▶ _WHAT THE EXERCISE ASKS_
For each line below that includes the string "locate", show the whole line.

═══ INFORMATION PROVIDED ═══

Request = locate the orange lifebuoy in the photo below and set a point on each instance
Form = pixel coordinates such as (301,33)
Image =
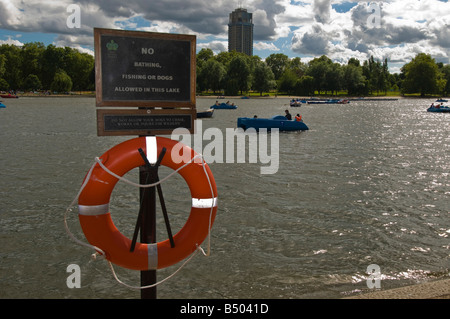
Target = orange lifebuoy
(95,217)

═══
═══ INFORMATION PROVIDED ═══

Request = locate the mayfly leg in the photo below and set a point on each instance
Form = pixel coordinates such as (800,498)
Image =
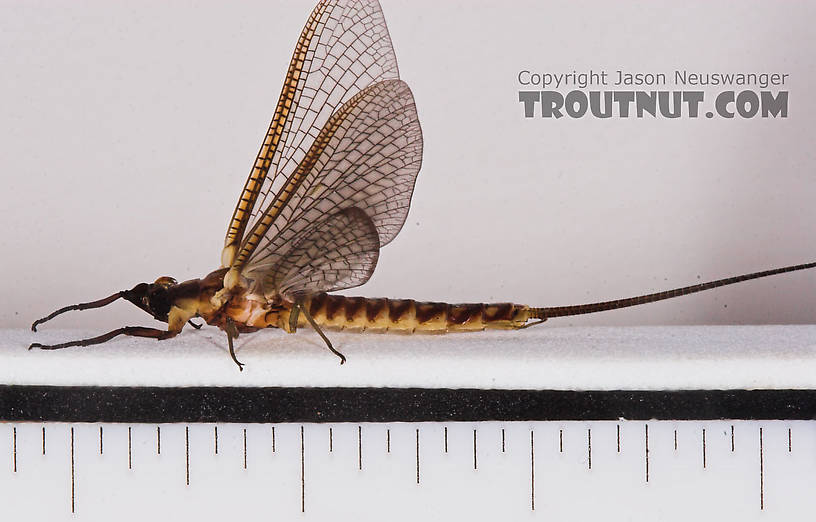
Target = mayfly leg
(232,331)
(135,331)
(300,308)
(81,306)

═══

▶ _RESULT OF THE EXERCISE_
Request = locate the orange lifebuoy in the photo below and set a point on each instance
Request = locate the mayfly leg in the photo below and set a point on each instance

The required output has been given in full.